> **Problem requirements**: Return exactly the span of lines that opens with the line containing "mark the yellow" and closes with the last line of the data, inclusive.

> **Raw records**:
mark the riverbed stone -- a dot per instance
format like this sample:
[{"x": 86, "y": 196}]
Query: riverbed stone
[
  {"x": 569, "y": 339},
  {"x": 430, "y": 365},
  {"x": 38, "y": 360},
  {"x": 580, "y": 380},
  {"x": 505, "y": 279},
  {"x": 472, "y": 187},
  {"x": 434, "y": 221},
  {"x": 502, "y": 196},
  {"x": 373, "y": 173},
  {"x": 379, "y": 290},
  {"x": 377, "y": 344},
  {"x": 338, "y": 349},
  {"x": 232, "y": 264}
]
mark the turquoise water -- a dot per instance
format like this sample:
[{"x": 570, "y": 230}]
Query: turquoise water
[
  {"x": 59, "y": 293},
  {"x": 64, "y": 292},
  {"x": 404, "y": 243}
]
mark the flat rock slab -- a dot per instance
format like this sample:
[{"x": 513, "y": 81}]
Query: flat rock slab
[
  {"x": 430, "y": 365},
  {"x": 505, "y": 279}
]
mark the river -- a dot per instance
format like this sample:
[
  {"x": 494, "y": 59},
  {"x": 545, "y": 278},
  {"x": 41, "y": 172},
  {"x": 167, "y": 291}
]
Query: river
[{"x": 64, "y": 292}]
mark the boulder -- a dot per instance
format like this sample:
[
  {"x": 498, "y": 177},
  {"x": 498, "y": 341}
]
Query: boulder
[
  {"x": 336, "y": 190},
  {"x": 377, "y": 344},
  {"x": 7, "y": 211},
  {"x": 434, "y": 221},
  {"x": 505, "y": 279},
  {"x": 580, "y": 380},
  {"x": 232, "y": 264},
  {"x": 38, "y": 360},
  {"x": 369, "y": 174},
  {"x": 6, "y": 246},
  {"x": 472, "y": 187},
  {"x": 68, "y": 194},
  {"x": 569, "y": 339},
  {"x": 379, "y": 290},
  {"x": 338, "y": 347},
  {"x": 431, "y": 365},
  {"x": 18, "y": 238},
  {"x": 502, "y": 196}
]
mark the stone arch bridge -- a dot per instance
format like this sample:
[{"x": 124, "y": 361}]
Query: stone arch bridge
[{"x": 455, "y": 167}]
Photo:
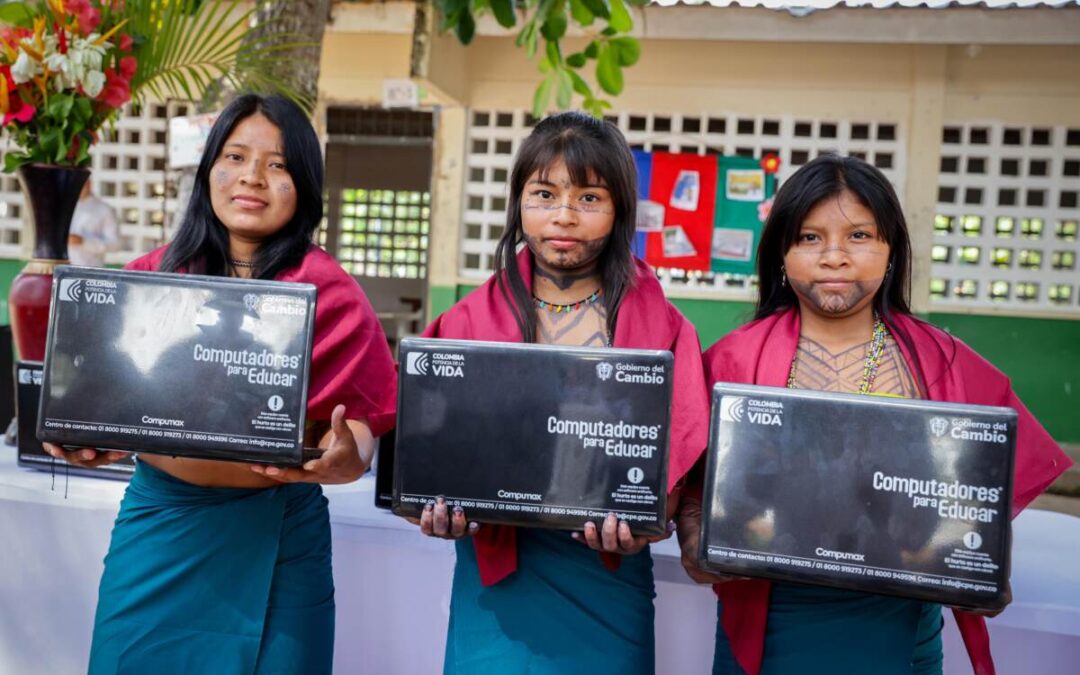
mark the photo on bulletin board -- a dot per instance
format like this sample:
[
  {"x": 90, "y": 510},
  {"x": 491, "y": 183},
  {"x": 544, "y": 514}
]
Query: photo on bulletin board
[
  {"x": 650, "y": 216},
  {"x": 687, "y": 190},
  {"x": 676, "y": 243},
  {"x": 730, "y": 244},
  {"x": 745, "y": 185}
]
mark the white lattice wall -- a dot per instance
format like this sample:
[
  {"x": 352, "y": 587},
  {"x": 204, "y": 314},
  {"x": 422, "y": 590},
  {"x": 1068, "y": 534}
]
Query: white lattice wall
[
  {"x": 494, "y": 137},
  {"x": 127, "y": 172},
  {"x": 1008, "y": 211}
]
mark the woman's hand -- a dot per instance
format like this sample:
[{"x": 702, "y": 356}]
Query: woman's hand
[
  {"x": 689, "y": 541},
  {"x": 439, "y": 520},
  {"x": 989, "y": 613},
  {"x": 85, "y": 457},
  {"x": 348, "y": 449},
  {"x": 615, "y": 537}
]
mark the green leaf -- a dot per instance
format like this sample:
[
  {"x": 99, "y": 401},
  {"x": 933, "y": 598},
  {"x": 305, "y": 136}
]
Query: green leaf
[
  {"x": 523, "y": 35},
  {"x": 608, "y": 71},
  {"x": 184, "y": 45},
  {"x": 466, "y": 28},
  {"x": 554, "y": 27},
  {"x": 565, "y": 90},
  {"x": 553, "y": 53},
  {"x": 620, "y": 16},
  {"x": 628, "y": 50},
  {"x": 598, "y": 8},
  {"x": 576, "y": 61},
  {"x": 16, "y": 14},
  {"x": 503, "y": 11},
  {"x": 530, "y": 42},
  {"x": 579, "y": 84},
  {"x": 450, "y": 11},
  {"x": 582, "y": 15},
  {"x": 13, "y": 161},
  {"x": 541, "y": 97},
  {"x": 82, "y": 109}
]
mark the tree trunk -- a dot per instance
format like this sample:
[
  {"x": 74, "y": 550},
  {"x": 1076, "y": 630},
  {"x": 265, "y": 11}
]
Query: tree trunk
[
  {"x": 285, "y": 21},
  {"x": 294, "y": 21}
]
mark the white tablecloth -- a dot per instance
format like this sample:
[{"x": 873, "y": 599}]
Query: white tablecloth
[{"x": 393, "y": 586}]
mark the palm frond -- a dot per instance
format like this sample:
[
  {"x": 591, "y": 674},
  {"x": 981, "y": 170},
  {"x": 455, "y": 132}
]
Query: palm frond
[{"x": 188, "y": 45}]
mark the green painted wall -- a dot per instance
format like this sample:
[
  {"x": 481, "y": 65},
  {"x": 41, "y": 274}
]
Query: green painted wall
[
  {"x": 1041, "y": 355},
  {"x": 8, "y": 271}
]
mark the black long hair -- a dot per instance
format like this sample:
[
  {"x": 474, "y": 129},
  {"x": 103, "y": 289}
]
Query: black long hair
[
  {"x": 591, "y": 148},
  {"x": 201, "y": 244},
  {"x": 823, "y": 178}
]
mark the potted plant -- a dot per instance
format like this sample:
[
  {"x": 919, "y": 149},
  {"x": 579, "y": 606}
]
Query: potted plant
[{"x": 67, "y": 68}]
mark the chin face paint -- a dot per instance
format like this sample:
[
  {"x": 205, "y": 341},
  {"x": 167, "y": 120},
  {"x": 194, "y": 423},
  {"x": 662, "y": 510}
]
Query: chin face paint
[{"x": 834, "y": 297}]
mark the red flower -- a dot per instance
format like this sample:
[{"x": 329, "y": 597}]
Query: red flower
[
  {"x": 73, "y": 150},
  {"x": 127, "y": 67},
  {"x": 118, "y": 85},
  {"x": 89, "y": 15},
  {"x": 14, "y": 108},
  {"x": 12, "y": 36},
  {"x": 118, "y": 90}
]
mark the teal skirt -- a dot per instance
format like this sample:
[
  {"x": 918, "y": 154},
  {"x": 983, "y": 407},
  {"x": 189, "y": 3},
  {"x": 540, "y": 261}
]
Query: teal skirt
[
  {"x": 215, "y": 580},
  {"x": 818, "y": 631},
  {"x": 561, "y": 613}
]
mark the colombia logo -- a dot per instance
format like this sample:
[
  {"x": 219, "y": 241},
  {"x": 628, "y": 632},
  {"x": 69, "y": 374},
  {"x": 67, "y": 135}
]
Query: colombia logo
[
  {"x": 71, "y": 289},
  {"x": 417, "y": 363}
]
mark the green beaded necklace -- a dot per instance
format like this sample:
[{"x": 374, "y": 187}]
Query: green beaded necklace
[
  {"x": 569, "y": 307},
  {"x": 873, "y": 358}
]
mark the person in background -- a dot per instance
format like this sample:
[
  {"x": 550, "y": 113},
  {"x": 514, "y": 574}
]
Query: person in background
[{"x": 94, "y": 230}]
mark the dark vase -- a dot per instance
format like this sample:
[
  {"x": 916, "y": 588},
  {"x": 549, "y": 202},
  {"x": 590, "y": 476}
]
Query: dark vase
[{"x": 51, "y": 193}]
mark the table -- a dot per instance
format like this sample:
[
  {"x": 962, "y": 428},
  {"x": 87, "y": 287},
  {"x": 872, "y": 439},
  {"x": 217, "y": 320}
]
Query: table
[{"x": 393, "y": 586}]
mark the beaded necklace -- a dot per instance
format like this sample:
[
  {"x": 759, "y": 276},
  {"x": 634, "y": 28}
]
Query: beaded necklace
[
  {"x": 558, "y": 309},
  {"x": 873, "y": 358}
]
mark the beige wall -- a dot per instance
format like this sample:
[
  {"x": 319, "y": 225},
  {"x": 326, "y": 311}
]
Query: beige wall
[
  {"x": 919, "y": 85},
  {"x": 354, "y": 65}
]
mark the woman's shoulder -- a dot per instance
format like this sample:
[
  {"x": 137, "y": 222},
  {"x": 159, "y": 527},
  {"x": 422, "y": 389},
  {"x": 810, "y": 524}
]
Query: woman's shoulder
[
  {"x": 322, "y": 270},
  {"x": 942, "y": 352},
  {"x": 150, "y": 261}
]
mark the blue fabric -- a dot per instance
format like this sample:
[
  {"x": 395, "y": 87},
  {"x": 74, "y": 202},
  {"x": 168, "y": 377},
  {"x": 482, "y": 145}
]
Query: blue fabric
[
  {"x": 561, "y": 613},
  {"x": 215, "y": 580},
  {"x": 818, "y": 631},
  {"x": 644, "y": 162}
]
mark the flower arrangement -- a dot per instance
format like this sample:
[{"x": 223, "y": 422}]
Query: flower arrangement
[
  {"x": 63, "y": 78},
  {"x": 67, "y": 67}
]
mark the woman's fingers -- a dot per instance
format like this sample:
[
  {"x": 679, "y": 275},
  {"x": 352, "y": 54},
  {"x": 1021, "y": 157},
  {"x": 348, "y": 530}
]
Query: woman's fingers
[{"x": 439, "y": 520}]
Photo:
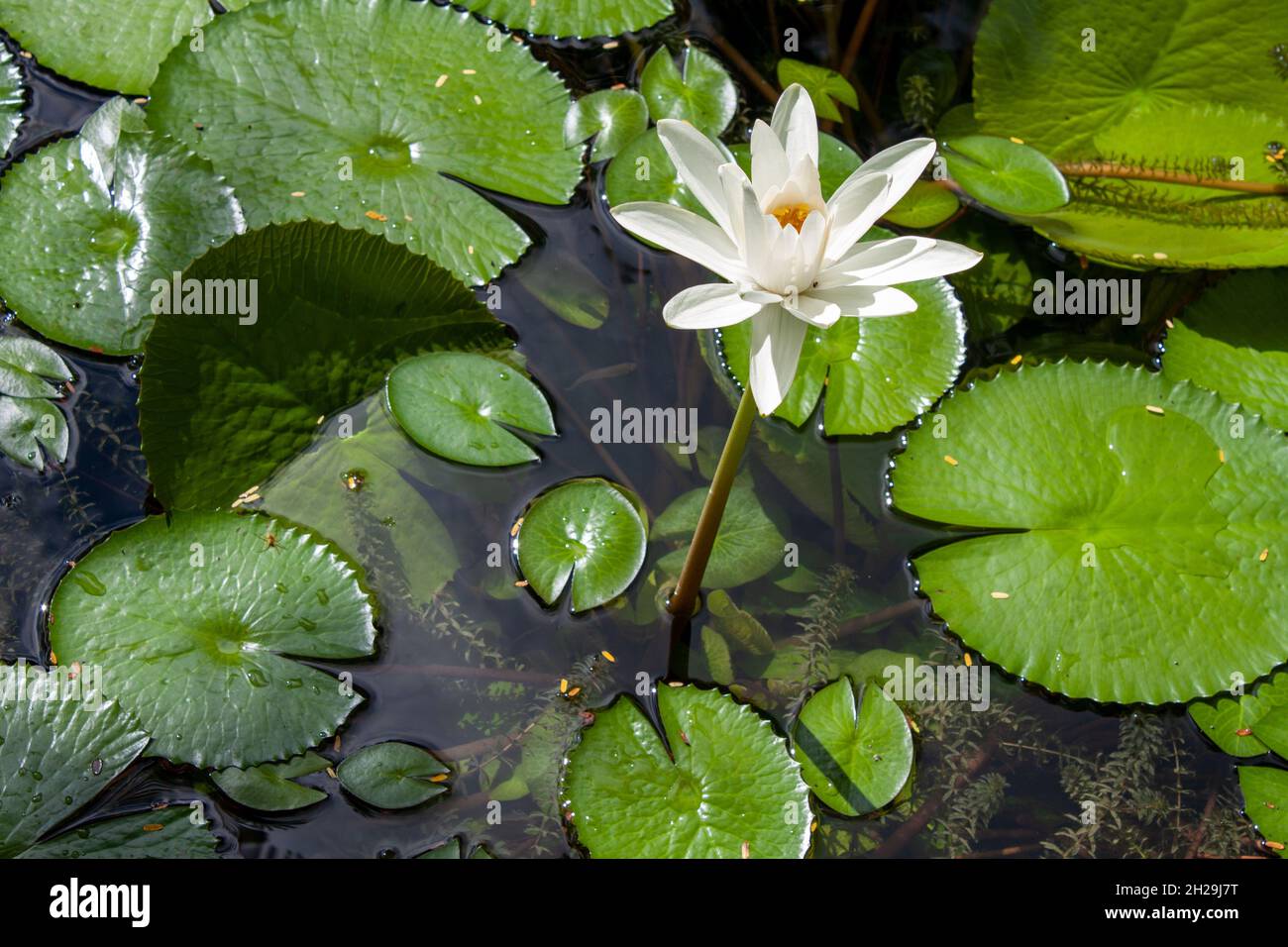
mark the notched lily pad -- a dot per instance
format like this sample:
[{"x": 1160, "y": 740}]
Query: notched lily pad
[
  {"x": 455, "y": 403},
  {"x": 196, "y": 620},
  {"x": 587, "y": 534},
  {"x": 854, "y": 746},
  {"x": 729, "y": 789},
  {"x": 393, "y": 776}
]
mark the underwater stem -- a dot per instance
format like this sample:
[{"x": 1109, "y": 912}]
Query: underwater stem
[{"x": 712, "y": 510}]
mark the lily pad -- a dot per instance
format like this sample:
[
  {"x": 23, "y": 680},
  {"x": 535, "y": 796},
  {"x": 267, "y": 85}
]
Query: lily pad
[
  {"x": 364, "y": 492},
  {"x": 273, "y": 103},
  {"x": 1008, "y": 176},
  {"x": 824, "y": 86},
  {"x": 729, "y": 789},
  {"x": 587, "y": 534},
  {"x": 613, "y": 116},
  {"x": 269, "y": 787},
  {"x": 393, "y": 776},
  {"x": 459, "y": 405},
  {"x": 1233, "y": 342},
  {"x": 854, "y": 746},
  {"x": 123, "y": 210},
  {"x": 700, "y": 93},
  {"x": 222, "y": 403},
  {"x": 747, "y": 543},
  {"x": 1234, "y": 723},
  {"x": 1265, "y": 801},
  {"x": 879, "y": 372},
  {"x": 114, "y": 44},
  {"x": 12, "y": 99},
  {"x": 581, "y": 18},
  {"x": 1185, "y": 564},
  {"x": 196, "y": 620}
]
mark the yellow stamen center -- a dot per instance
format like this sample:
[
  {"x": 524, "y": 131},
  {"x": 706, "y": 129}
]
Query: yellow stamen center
[{"x": 791, "y": 215}]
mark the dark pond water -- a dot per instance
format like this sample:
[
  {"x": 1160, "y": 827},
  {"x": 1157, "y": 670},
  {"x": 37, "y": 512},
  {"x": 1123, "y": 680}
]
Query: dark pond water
[{"x": 1013, "y": 797}]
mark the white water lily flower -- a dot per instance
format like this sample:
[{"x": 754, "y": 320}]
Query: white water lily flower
[{"x": 793, "y": 260}]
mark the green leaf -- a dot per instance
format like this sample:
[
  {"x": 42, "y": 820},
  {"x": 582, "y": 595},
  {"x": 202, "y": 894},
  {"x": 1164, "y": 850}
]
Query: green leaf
[
  {"x": 581, "y": 18},
  {"x": 123, "y": 211},
  {"x": 222, "y": 403},
  {"x": 730, "y": 791},
  {"x": 207, "y": 607},
  {"x": 824, "y": 86},
  {"x": 268, "y": 787},
  {"x": 12, "y": 99},
  {"x": 747, "y": 543},
  {"x": 702, "y": 94},
  {"x": 1233, "y": 723},
  {"x": 391, "y": 776},
  {"x": 364, "y": 492},
  {"x": 854, "y": 746},
  {"x": 455, "y": 403},
  {"x": 584, "y": 532},
  {"x": 1233, "y": 342},
  {"x": 55, "y": 753},
  {"x": 1008, "y": 176},
  {"x": 273, "y": 103},
  {"x": 613, "y": 116},
  {"x": 879, "y": 372},
  {"x": 1168, "y": 557},
  {"x": 114, "y": 44},
  {"x": 165, "y": 834},
  {"x": 1265, "y": 801}
]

> **The reply**:
mark the yellow stamen center -- a dot per instance
format like this sample:
[
  {"x": 524, "y": 131},
  {"x": 706, "y": 129}
]
Query: yellow stamen center
[{"x": 791, "y": 215}]
mark the dark pond water -- a dot per instance
format like this sample:
[
  {"x": 1160, "y": 827},
  {"x": 1157, "y": 670},
  {"x": 37, "y": 512},
  {"x": 1123, "y": 680}
]
Query: dark pond water
[{"x": 1013, "y": 797}]
mark the white water lily flower -- a dot per instance
format like this sample:
[{"x": 754, "y": 320}]
Query: white water lily flower
[{"x": 793, "y": 260}]
mark the green leaf -- a dot per instance
format like this sample:
[
  {"x": 42, "y": 820},
  {"x": 582, "y": 595},
  {"x": 202, "y": 894},
  {"x": 1164, "y": 850}
]
Query: green leaf
[
  {"x": 581, "y": 18},
  {"x": 123, "y": 211},
  {"x": 222, "y": 403},
  {"x": 730, "y": 791},
  {"x": 207, "y": 607},
  {"x": 824, "y": 86},
  {"x": 268, "y": 787},
  {"x": 12, "y": 99},
  {"x": 747, "y": 543},
  {"x": 702, "y": 94},
  {"x": 1233, "y": 723},
  {"x": 391, "y": 776},
  {"x": 364, "y": 492},
  {"x": 854, "y": 746},
  {"x": 455, "y": 403},
  {"x": 584, "y": 532},
  {"x": 1233, "y": 342},
  {"x": 55, "y": 753},
  {"x": 1008, "y": 176},
  {"x": 273, "y": 103},
  {"x": 613, "y": 116},
  {"x": 879, "y": 372},
  {"x": 1168, "y": 557},
  {"x": 114, "y": 44},
  {"x": 165, "y": 834},
  {"x": 1265, "y": 801}
]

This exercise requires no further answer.